→ Text under study:
How geospatial in a graph database can take away some of the pain of location analytics
Today, we published a preview of AnzoGraph™ DB with an important new feature - namely geospatial analytics. You can preview geospatial capabilities if you download AnzoGraph DB now and it will be fully available (GA) in all AnzoGraph DB editions in the coming months.
We took some urgency to complete this feature, due in part to the rapid spread of COVID-19. Graph databases like AnzoGraph DB make it possible to load some of the standard COVID-19 data sets, but the use of location analytics to gain new insight on the spread of the virus is a key goal. The AnzoGraph DB development team is hopeful that our developer community will be able to use it to help the world understand COVID-19 and prepare for any future pandemic.
Of course, geospatial has hundreds of other analytical uses as shown below.
In most of the above use cases, our partners can now use AnzoGraph DB to build a geospatial knowledge graph. Knowledge graphs are becoming important for harmonizing data from diverse sources and allowing users to search, analyze and use the diverse data for AI and ML and to address unanticipated questions. AnzoGraph DB adds a new capability to this arsenal, AnzoGraph geospatial, to improve insights, analysis and visualization from knowledge graphs.

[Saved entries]
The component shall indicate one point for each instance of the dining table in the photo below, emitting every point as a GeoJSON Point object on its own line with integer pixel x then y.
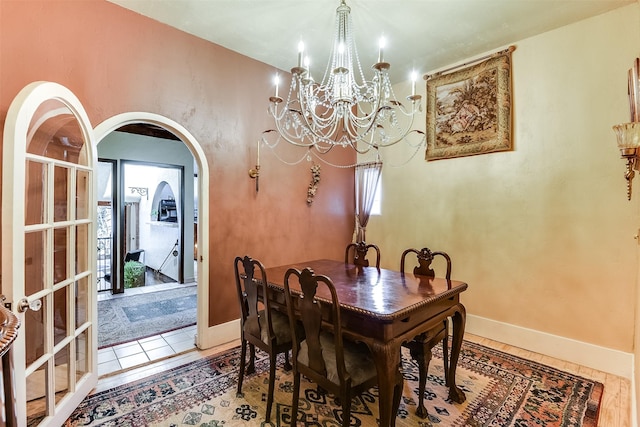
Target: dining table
{"type": "Point", "coordinates": [384, 308]}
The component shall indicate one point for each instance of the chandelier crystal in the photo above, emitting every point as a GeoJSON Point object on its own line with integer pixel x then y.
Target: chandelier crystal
{"type": "Point", "coordinates": [344, 109]}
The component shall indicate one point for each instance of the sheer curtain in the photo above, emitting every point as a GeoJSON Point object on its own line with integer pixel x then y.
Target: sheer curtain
{"type": "Point", "coordinates": [367, 177]}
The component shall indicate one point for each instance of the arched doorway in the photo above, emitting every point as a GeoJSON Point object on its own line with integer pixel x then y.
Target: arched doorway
{"type": "Point", "coordinates": [202, 234]}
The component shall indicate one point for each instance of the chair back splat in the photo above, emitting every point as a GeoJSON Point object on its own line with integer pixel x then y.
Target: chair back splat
{"type": "Point", "coordinates": [421, 345]}
{"type": "Point", "coordinates": [356, 253]}
{"type": "Point", "coordinates": [260, 325]}
{"type": "Point", "coordinates": [338, 365]}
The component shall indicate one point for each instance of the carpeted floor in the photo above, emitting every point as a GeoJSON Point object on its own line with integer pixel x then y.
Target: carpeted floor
{"type": "Point", "coordinates": [131, 317]}
{"type": "Point", "coordinates": [501, 389]}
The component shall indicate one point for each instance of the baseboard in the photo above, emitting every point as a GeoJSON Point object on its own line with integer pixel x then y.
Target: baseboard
{"type": "Point", "coordinates": [219, 334]}
{"type": "Point", "coordinates": [600, 358]}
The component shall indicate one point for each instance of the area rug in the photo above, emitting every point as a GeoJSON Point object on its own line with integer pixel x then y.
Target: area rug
{"type": "Point", "coordinates": [131, 317]}
{"type": "Point", "coordinates": [501, 390]}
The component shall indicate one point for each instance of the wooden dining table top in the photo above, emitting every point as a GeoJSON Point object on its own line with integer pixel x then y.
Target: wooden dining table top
{"type": "Point", "coordinates": [383, 294]}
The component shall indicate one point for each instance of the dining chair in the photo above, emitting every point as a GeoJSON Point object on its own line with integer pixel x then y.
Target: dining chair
{"type": "Point", "coordinates": [342, 367]}
{"type": "Point", "coordinates": [420, 347]}
{"type": "Point", "coordinates": [359, 252]}
{"type": "Point", "coordinates": [260, 325]}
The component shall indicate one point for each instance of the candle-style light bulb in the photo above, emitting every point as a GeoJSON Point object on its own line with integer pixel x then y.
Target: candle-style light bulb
{"type": "Point", "coordinates": [258, 157]}
{"type": "Point", "coordinates": [381, 45]}
{"type": "Point", "coordinates": [414, 77]}
{"type": "Point", "coordinates": [300, 53]}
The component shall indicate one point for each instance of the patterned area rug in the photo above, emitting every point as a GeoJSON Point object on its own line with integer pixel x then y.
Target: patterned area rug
{"type": "Point", "coordinates": [501, 390]}
{"type": "Point", "coordinates": [130, 317]}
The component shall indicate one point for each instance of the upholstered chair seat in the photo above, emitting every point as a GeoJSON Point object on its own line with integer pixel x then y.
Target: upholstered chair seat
{"type": "Point", "coordinates": [358, 361]}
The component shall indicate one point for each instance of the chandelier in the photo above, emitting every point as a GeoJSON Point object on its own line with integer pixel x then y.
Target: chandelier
{"type": "Point", "coordinates": [343, 109]}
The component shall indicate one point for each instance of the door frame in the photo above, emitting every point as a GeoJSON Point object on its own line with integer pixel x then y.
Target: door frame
{"type": "Point", "coordinates": [206, 336]}
{"type": "Point", "coordinates": [15, 146]}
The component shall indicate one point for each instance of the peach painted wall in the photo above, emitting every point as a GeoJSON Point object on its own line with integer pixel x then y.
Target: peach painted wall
{"type": "Point", "coordinates": [116, 61]}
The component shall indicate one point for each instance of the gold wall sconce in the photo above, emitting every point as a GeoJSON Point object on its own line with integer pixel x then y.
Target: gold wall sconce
{"type": "Point", "coordinates": [628, 135]}
{"type": "Point", "coordinates": [255, 172]}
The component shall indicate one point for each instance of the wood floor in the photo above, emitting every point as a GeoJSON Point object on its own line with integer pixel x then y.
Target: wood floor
{"type": "Point", "coordinates": [615, 407]}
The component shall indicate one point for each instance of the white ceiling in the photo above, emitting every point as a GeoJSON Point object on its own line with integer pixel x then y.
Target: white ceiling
{"type": "Point", "coordinates": [424, 35]}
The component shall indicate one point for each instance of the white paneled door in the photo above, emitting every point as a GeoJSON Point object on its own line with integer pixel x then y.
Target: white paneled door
{"type": "Point", "coordinates": [49, 250]}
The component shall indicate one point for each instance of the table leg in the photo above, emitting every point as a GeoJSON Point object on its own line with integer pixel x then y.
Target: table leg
{"type": "Point", "coordinates": [387, 360]}
{"type": "Point", "coordinates": [459, 318]}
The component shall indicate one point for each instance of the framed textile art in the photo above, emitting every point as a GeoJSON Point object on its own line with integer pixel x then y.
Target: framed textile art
{"type": "Point", "coordinates": [469, 110]}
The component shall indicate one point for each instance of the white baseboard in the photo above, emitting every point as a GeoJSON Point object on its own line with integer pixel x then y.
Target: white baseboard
{"type": "Point", "coordinates": [219, 334]}
{"type": "Point", "coordinates": [600, 358]}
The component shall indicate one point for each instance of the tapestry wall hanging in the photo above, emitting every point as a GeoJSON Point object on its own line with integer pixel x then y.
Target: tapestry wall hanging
{"type": "Point", "coordinates": [469, 109]}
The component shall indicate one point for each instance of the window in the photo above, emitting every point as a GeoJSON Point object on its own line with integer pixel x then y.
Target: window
{"type": "Point", "coordinates": [377, 200]}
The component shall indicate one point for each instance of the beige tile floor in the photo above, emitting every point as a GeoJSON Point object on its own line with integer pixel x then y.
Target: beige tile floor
{"type": "Point", "coordinates": [128, 355]}
{"type": "Point", "coordinates": [135, 353]}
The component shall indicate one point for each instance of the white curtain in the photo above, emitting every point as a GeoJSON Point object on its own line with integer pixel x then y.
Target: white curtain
{"type": "Point", "coordinates": [367, 177]}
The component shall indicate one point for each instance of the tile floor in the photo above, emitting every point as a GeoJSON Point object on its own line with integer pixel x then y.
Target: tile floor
{"type": "Point", "coordinates": [135, 353]}
{"type": "Point", "coordinates": [145, 350]}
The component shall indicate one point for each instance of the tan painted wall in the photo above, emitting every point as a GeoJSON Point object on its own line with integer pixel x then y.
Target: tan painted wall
{"type": "Point", "coordinates": [543, 234]}
{"type": "Point", "coordinates": [117, 61]}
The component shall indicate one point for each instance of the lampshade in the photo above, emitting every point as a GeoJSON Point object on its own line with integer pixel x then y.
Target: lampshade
{"type": "Point", "coordinates": [628, 135]}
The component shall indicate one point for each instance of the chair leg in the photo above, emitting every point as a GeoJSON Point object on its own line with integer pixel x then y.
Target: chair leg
{"type": "Point", "coordinates": [252, 359]}
{"type": "Point", "coordinates": [272, 380]}
{"type": "Point", "coordinates": [346, 408]}
{"type": "Point", "coordinates": [243, 355]}
{"type": "Point", "coordinates": [445, 356]}
{"type": "Point", "coordinates": [287, 363]}
{"type": "Point", "coordinates": [296, 397]}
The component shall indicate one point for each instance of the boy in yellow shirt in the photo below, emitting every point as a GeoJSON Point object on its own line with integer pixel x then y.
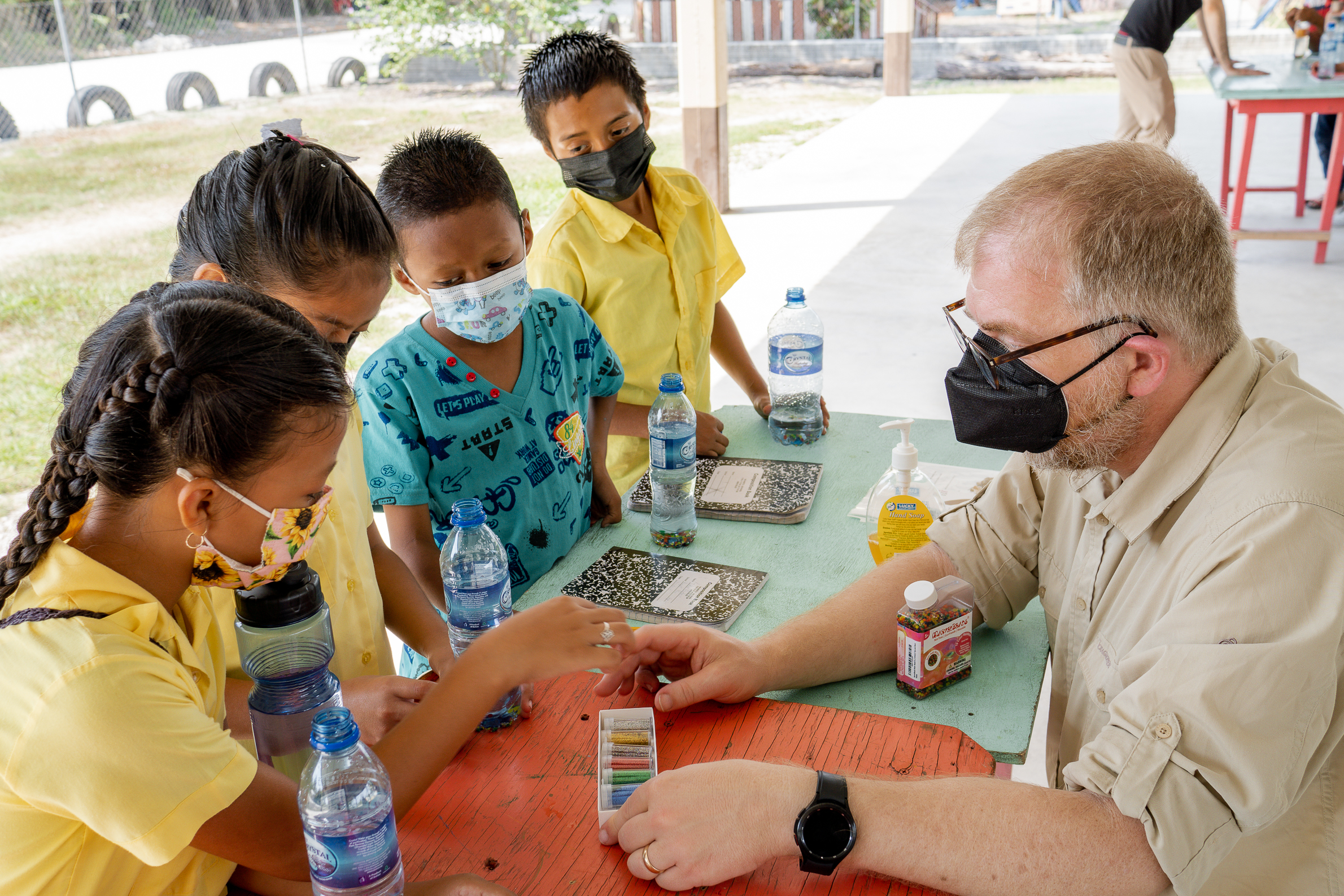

→ Tasks to complete:
a: List what the text on geospatial analytics in AnzoGraph DB says knowledge graphs allow users to do with diverse data.
b: Continue the text on geospatial analytics in AnzoGraph DB, starting after its last sentence.

→ Solved problems:
a:
- Search it
- Analyze it
- Use it for AI and ML
- Address unanticipated questions

b:
What are the Geospatial Functions?
The specific functions of our implementation of geospatial fall into these four categories.
The team has developed this Geospatial and GeoSPARQL functionality in compliance with OGC standards. Use it to develop large scale location intelligence and geospatial applications along-side rich data-analytics using SPARQL* and RDF*. This will be a rolling release, where we initially provide geospatial function calls via SPARQL. GeoSPARQL support is on the way shortly.
Why Graph Database, Data Models and Geospatial?
The graph data model is made for maintaining relationships. Since geospatial is a relationship between people, places, things, and their location, graph databases like AnzoGraph can simplify geospatial analytics.
The graph data model in AnzoGraph DB is useful along with geospatial because:
- Complicated schemas and relationship tables aren’t part of an RDF* graph database like they are when you try to implement in an RDBMS. Everything is a triple in a graph.
- Since you aren’t using relationship tables, you aren’t doing the same costly JOINs. Geospatial analytics in a graph database is highly performant.
- RDF* gives you properties on predicates and with these properties, you can leverage built-in graph algorithms crucial to geospatial like shortest path and connected components to name a few. Graph algorithms will also be performant.
- It lets you integrate any data at any time. No matter if you’re importing data from an RDBMs, from flat files, or from NLP, everything is a triple.
- It is forgiving about sparsely populated data. If the data doesn’t exist, the triple doesn’t exist. It’s also forgiving about new data sources by allowing you to easily add triples when new dimensions are needed.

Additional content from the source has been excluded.